[FRAGMENTO DEL TEXTO]
—————

Frustrada como estaba, aproveché la llegada de YouTube para consumir otro tipo de material. Me decidí por esos videos que dan consejos inconclusos del tipo “para que te amen, primero debes amarte a ti misma”. Pero por mucho que le tuviera fe a ese video, me quedaba ahí como una idiota, esperando el momento en que me iban a revelar el santo grial del amor propio y, en vez, terminaba pidiendo una cita para la residencia norteamericana con el abogado Columbus o comprando un dominio en Godaddy. Spoiler: el video nunca lo revela. No pierdan el tiempo.
Cada vez que eso pasaba, me llegaba el recuerdo de una famosa psicóloga que salía en el noticiero del mediodía diciendo que la fórmula para ser feliz era, ¡oh sorpresa!, ser feliz. ¡Gracias, genia! Siquiera me lo dices. Me ahorraste años de terapia.
Como eso tampoco funcionó, comencé a hacer afirmaciones. Pero, para ser sincera, me costaba mucho creerle a la impostora en el espejo que me repetía con una sonrisa falsa que era bella, poderosa, bendecida, afortunada y una guerrera escarchada por la gracia divina.
El tiempo pasó, como una estrella fugaz, como diría el famoso filósofo Big Boy, y me enamoré, me casé, (porque así se suponía que debía ser, según mi Excel), y entonces confundí sentirme escogida con sentirme suficiente. Luego llegó el divorcio y, tiempo después, me monté en ese catamarán en temporada de lluvia en el Pacífico a donde te llevan los nuevos y viejos amores.
Me mareé, me vomité, me resbalé, y cuando por fin se calmó la marea y me bajé con la cara verde dando traspiés, me di cuenta de que ninguna de las rutas que había tomado me habían llevado a mi destino, porque al igual que la felicidad, el amor propio es el camino y no la meta.

—————

[TAREAS POR REALIZAR]
[a] Según el texto sobre el amor propio, ¿cuál era la fórmula para ser feliz de la psicóloga del noticiero del mediodía?
[b] Retoma el texto sobre el amor propio y escribe una continuación a partir de su última oración.

—————

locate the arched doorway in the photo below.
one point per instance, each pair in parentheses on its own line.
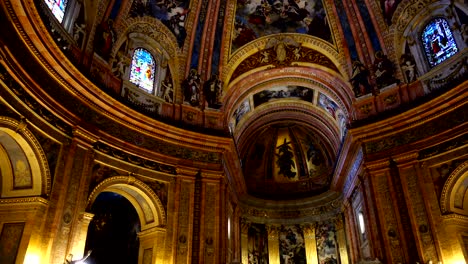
(146,208)
(113,233)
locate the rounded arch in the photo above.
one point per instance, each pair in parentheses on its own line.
(454,198)
(147,204)
(23,163)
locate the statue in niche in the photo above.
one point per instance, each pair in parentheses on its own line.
(79,33)
(192,88)
(280,46)
(285,160)
(167,91)
(120,65)
(384,70)
(464,32)
(359,79)
(213,91)
(408,66)
(69,258)
(104,39)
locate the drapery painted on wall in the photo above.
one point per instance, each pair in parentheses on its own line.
(326,243)
(292,246)
(258,244)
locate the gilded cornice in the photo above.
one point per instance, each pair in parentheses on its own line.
(414,133)
(20,127)
(321,47)
(324,206)
(134,159)
(443,147)
(108,118)
(24,202)
(406,10)
(303,76)
(142,189)
(455,219)
(445,197)
(294,112)
(151,28)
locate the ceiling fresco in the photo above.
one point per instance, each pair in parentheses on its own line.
(286,161)
(258,18)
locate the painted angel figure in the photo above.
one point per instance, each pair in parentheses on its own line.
(280,45)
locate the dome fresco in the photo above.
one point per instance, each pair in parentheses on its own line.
(243,131)
(286,162)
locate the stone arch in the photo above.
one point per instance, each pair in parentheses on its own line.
(23,163)
(147,204)
(454,198)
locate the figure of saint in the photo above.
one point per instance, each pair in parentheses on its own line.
(192,88)
(212,90)
(78,31)
(409,67)
(285,160)
(384,71)
(104,38)
(168,91)
(359,79)
(69,258)
(120,67)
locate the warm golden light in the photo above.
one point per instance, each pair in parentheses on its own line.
(31,259)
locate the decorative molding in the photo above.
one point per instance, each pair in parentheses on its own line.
(111,183)
(437,125)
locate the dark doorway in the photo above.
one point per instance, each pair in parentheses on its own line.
(112,235)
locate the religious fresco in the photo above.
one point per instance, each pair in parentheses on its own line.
(283,92)
(292,245)
(19,162)
(441,173)
(10,239)
(243,109)
(388,8)
(327,249)
(257,244)
(170,13)
(286,163)
(258,18)
(328,105)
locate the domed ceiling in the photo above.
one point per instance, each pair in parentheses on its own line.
(288,139)
(286,161)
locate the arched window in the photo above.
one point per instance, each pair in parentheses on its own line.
(362,226)
(57,7)
(438,41)
(142,70)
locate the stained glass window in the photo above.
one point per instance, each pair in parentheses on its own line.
(438,41)
(57,7)
(142,70)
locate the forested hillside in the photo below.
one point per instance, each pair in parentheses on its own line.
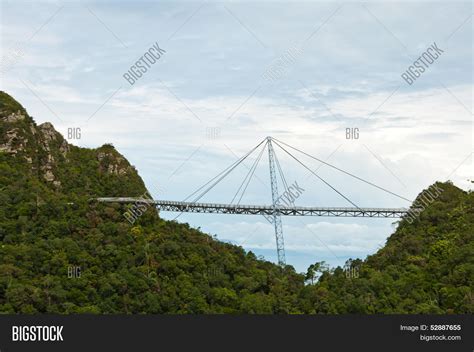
(48,225)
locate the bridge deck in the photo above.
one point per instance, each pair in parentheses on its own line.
(190,207)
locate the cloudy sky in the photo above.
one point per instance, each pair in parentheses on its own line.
(209,99)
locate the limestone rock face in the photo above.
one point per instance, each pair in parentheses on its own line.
(47,155)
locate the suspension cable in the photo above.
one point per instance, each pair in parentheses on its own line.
(334,189)
(282,175)
(248,173)
(248,182)
(346,172)
(224,173)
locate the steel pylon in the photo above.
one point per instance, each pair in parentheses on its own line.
(276,217)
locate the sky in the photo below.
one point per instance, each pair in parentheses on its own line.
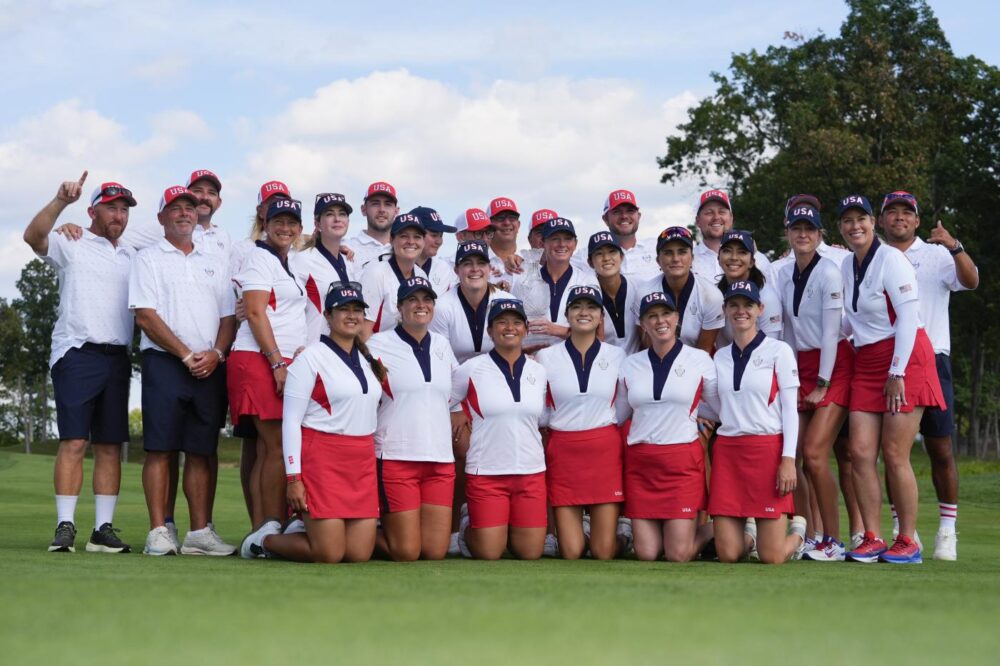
(553,104)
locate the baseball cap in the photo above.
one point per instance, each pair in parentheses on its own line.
(204,174)
(327,200)
(714,195)
(503,306)
(501,204)
(854,201)
(175,192)
(656,298)
(107,192)
(746,288)
(669,234)
(473,219)
(272,188)
(283,206)
(900,196)
(406,221)
(803,212)
(602,239)
(619,197)
(411,286)
(432,221)
(381,187)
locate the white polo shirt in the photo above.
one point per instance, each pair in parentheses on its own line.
(379,284)
(887,280)
(937,277)
(414,420)
(286,304)
(463,325)
(700,305)
(190,293)
(317,269)
(93,292)
(505,410)
(335,392)
(664,395)
(581,389)
(749,382)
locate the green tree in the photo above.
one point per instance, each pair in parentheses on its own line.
(884,105)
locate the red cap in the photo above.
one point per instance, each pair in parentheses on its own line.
(382,187)
(204,174)
(272,188)
(619,197)
(542,216)
(175,192)
(714,195)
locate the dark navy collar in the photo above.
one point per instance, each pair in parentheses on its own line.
(422,350)
(583,364)
(661,367)
(513,380)
(351,360)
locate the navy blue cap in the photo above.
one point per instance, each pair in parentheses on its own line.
(503,306)
(341,293)
(744,238)
(656,298)
(411,286)
(406,221)
(746,288)
(279,206)
(602,239)
(854,201)
(432,221)
(471,248)
(556,225)
(681,234)
(326,200)
(803,213)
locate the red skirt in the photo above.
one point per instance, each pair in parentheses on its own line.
(664,481)
(339,474)
(745,478)
(252,391)
(584,467)
(871,369)
(839,392)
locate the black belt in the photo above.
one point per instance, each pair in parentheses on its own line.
(105,349)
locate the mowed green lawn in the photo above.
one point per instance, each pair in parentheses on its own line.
(113,609)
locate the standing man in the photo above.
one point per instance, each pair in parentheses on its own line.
(942,266)
(89,362)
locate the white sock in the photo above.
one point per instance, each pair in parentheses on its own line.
(948,515)
(104,506)
(66,508)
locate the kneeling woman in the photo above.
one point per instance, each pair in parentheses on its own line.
(664,459)
(330,407)
(753,460)
(505,466)
(583,455)
(413,441)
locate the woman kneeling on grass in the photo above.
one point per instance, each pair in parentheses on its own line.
(331,402)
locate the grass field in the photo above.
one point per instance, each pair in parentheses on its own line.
(113,609)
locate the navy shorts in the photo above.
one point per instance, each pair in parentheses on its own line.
(91,390)
(179,411)
(936,422)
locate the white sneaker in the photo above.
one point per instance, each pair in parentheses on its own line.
(946,545)
(253,545)
(206,542)
(158,542)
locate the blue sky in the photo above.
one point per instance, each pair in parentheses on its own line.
(553,104)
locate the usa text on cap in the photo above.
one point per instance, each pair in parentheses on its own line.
(618,198)
(175,192)
(204,174)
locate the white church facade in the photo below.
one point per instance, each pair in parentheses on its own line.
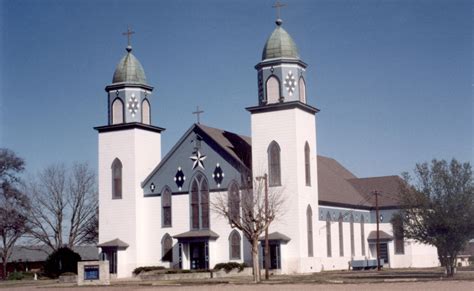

—————

[RESULTADOS POR TAREA]
[a] Ser feliz.

[b]
Descubrí, a mis casi 45 años, que la vuelta no era ser uno de los marcianitos verdes de Toy Story que suplicaba que los llevaran con su líder. La vuelta es ser el gancho que atrapa lo que está alineado con lo que a MÍ me gusta y con lo que YO siento en este momento. Por fin capté que amarme no es ser apta para que me elijan. Amarme es elegirme (ya puedo dar consejos en el noticiero). Elegir con quién compartir mi energía, elegir las personas que le hacen bien a mis días, elegir lo que me digo sobre lo que me pasa, elegir no creerme todo lo que pienso, elegir irme a dormir en medio de una fiesta porque mi cuerpo así lo quiere y no por miedo a que me digan aburrida.
Es elegir cocinarle a los que amo y no a los que sienta que deba adular, elegir comer arepa y no almojábana porque me da taquicardia, elegir hacer una maratón de series coreanas en lugar de un documental sobre la guerra de Kosovo, elegir no seguir la rutina que me pusieron en el gimnasio porque odio la palabra rutina. Elegir al petiso de buen corazón y no al churro clasista, elegir no volver a trabajar con la loca que me gritó por teléfono un día y al otro me felicitó por mi trabajo, elegir irme de viaje sin mi hija y no sentir culpa, elegir hacer terapia en lugar de echarle la culpa al dólar, al gobierno o a los demás. Elegir enloquecer al algoritmo de Spotify a punta de Franz Listz mezclado con Manuel Turizo, elegir dejar de ir a hacer mercado con hambre (aplica para las relaciones), elegir escribir esta columna y permitirme ser vulnerable en lugar de interesante, y por supuesto, elegir que mis piecitos maltratados ahora lleven el tono “Intuitiva” y nunca más el “Camaleón”.